What to work on: Please transcribe the lines below exactly, and leave every image behind.

Material to process:
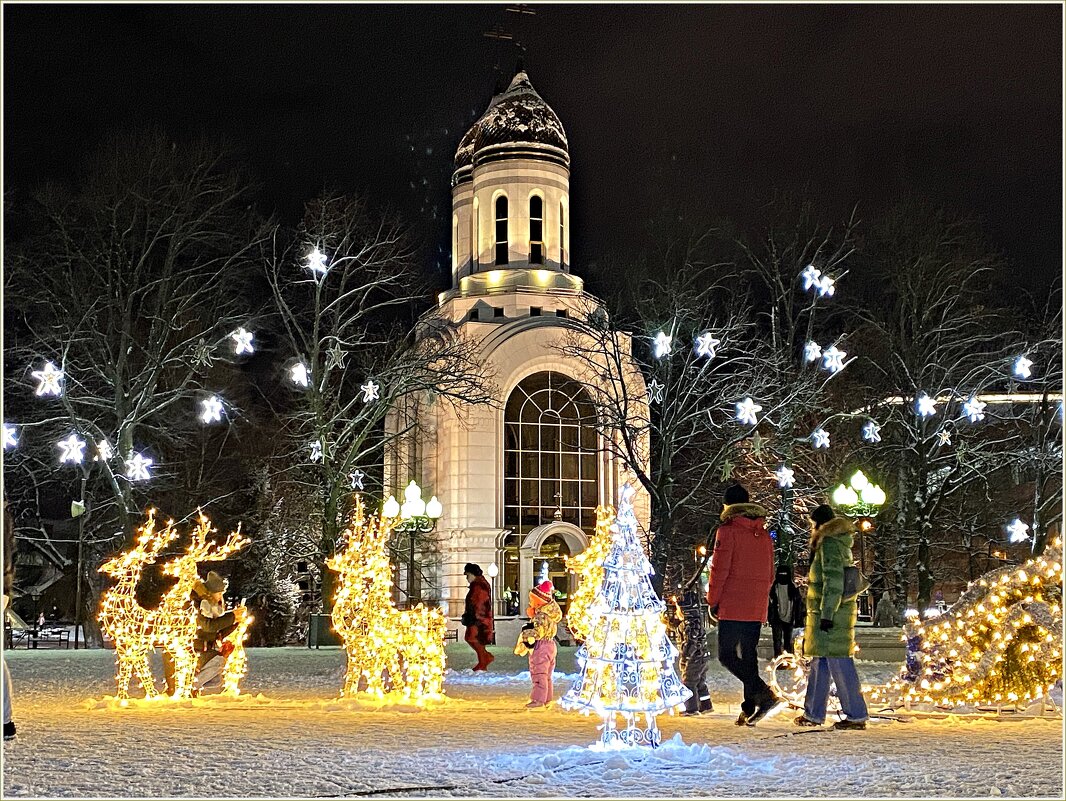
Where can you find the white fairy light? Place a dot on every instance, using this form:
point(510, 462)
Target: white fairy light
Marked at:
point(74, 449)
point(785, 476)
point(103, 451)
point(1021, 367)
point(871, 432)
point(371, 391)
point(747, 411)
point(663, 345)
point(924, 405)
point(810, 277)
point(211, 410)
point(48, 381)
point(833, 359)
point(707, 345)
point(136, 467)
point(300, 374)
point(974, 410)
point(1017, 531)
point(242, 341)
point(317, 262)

Worked solution:
Where can you find the white fairy light? Place a dot on every instance, using this form:
point(510, 462)
Target: white fairy light
Marked at:
point(74, 449)
point(785, 476)
point(103, 451)
point(1021, 367)
point(871, 432)
point(371, 391)
point(747, 411)
point(663, 345)
point(924, 405)
point(810, 277)
point(211, 410)
point(48, 381)
point(833, 359)
point(707, 345)
point(136, 467)
point(300, 374)
point(974, 410)
point(1017, 531)
point(242, 341)
point(317, 262)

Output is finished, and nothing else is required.